>>>>
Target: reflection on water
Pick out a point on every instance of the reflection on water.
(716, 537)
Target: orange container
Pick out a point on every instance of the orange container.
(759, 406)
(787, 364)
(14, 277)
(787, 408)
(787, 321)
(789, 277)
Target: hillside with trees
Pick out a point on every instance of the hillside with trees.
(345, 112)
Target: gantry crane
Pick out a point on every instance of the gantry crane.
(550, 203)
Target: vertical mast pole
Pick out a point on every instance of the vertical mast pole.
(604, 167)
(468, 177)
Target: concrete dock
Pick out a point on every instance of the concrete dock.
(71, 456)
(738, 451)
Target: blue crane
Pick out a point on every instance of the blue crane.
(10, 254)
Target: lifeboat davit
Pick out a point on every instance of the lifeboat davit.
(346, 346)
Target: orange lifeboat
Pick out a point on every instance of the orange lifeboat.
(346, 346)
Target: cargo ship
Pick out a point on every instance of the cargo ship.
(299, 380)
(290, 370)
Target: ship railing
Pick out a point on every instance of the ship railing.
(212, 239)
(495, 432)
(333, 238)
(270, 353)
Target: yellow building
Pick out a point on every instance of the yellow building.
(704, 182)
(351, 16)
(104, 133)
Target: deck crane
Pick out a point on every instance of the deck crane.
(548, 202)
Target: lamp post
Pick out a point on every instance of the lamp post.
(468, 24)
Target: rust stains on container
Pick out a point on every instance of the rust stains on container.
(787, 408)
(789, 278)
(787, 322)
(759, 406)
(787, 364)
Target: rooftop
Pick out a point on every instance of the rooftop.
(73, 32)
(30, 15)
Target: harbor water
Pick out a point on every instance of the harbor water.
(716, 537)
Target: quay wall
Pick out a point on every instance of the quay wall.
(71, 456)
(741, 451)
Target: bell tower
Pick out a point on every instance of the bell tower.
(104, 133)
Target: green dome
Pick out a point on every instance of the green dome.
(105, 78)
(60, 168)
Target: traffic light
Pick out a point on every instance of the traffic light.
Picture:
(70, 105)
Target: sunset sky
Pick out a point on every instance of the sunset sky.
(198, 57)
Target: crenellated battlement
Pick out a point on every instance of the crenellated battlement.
<<<<
- GIVEN PROBLEM: Please scale every point coordinate in the answers by 1.05, rounding to whole numbers with halves going up. Give the entries again from the line containing "Target: green dome" through the end of the entries, both ends included. Keep the requests and output only those lines.

- RESPONSE TO THE EXERCISE:
Target: green dome
Pick out a point on every instance of the green dome.
(110, 82)
(63, 176)
Target: traffic light
Pick out a point on every instance of the traffic light.
Picture:
(74, 110)
Target: sunset sky
Pick out a point on every instance of the sunset sky.
(208, 60)
Target: crenellated battlement
Pick out a point on every instance of the crenellated battlement.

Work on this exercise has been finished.